**Exercises**
• A. Please copy the passage from the article on Muslim immigrants in Canada below, starting at the words "Canadian Muslims, on" and ending after "the national average.".
• B. According to the article below on Muslims in Canada, what was the unemployment rate for Canadian Muslims in the 2001 census?
• C. Extend the article on Muslim immigrants in Canada below, picking up after its final sentence.

**Reading passage**
By Heather Smith
Canada, like the United States, is a nation of immigrants. But the relationship between immigrants and the state is a lot more like it is in Europe, says Chris Sands, project director at the Center for Strategic and International Studies in Washington, D.C. "Canada doesn't put as much pressure on its immigrants to assimilate, so they tend to cluster together in cities." While immigrants to Canada can settle anywhere in the country, more than half of Canadian Muslims live in the city of Toronto, and the rest in Montreal and Vancouver.
The number of people in Canada who identified themselves as Muslim more than doubled between 1991 and 2001 -- from 253,300 in 1991 to 579,600 in 2001. Despite the doubling, Canadian Muslims represent only 2 percent of the general population, according to the latest census figures. Still, Muslims made up 15 percent of the 1.8 million new immigrants who arrived in the 1990s, making them the fastest-growing religious group in Canada.
The Muslim Diaspora
Until the 1970s, most immigrants to Canada were of European origin. Muslims didn't begin immigrating to Canada in large numbers until the 1980s. Muslim migration to the United States, however, began to swell at least a generation earlier, which created a well-established Muslim society there. In 1950s Detroit, for example, auto magnate Henry Ford II made a policy of importing workers from Palestine. When the Eisenhower administration collaborated with Great Britain to overthrow the government of Iran in 1953, the United States absorbed refugees from the resulting conflict.
Canadian Muslims, on the other hand, are more likely to have emigrated from Pakistan (because of its former status as part of the British commonwealth) as well as from French-speaking Algeria and Lebanon (the province of Quebec encourages migrants from Francophone countries.)
Muslims in Canada are younger, on average, than the rest of the Canadian population, and they make significantly less money. But, as Sands points out, Canada is a growing economy, unlike Britain. "That's good for national security, because high unemployment, especially among young men, is always trouble." Despite the general stability in the country, the unemployment rate for Canadian Muslims hovers around 14 percent, according to the latest figures available from the 2001 census -- almost double the national average.
Olivier Roy, former consultant for the United Nations in Afghanistan and the author of Globalized Islam: the Search for a New Ummah, paints the life of Muslim immigrants in unequivocal terms. "The first generation is usually a generation of losers," Roy says. "They take the worst jobs, work hard, and try to stay out of everyone's way." It is the second generation, Roy suggests, that often becomes radicalized. "If their parents are not successful, they often look for a new identity, outside the family. They are discriminated against for their race, and they become angry. They acquire new religiosity quickly, without assessing it."

**Source excerpt**
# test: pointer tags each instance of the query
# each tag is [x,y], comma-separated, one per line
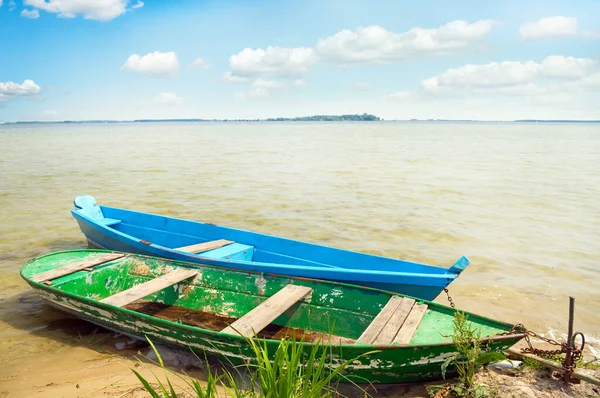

**Response list**
• A.
Canadian Muslims, on the other hand, are more likely to have emigrated from Pakistan (because of its former status as part of the British commonwealth) as well as from French-speaking Algeria and Lebanon (the province of Quebec encourages migrants from Francophone countries.)
Muslims in Canada are younger, on average, than the rest of the Canadian population, and they make significantly less money. But, as Sands points out, Canada is a growing economy, unlike Britain. "That's good for national security, because high unemployment, especially among young men, is always trouble." Despite the general stability in the country, the unemployment rate for Canadian Muslims hovers around 14 percent, according to the latest figures available from the 2001 census -- almost double the national average.

• B. Around 14 percent, almost double the national average.

• C.
North American Security and the Terrorist Threat
In 1997, police burst into a Brooklyn apartment to find a Canadian man named Gazi Ibrahim Abu Maizar struggling to light a pipe bomb. It was later revealed that Maizar had been denied residence in the United States back in the early '90s but sought, and was given, refugee status in Canada. Maizar had traveled to New York, he later confessed, to bomb its subway. He said he wanted to punish America for its support of Israel. In 1999, an Algerian named Ahmed Ressam, also a Canadian resident, was caught trying to smuggle bomb-making materials into the United States. Most recently, in June of last year, several Canadian Muslims were arrested for conspiring with two young men in Atlanta, Georgia, to blow up several buildings in downtown Toronto, a case that prompted U.S. Homeland Security Committee Chairman Peter King to declare the existence of "a disproportionate number of al Qaeda in Canada, because of their very liberal immigration laws."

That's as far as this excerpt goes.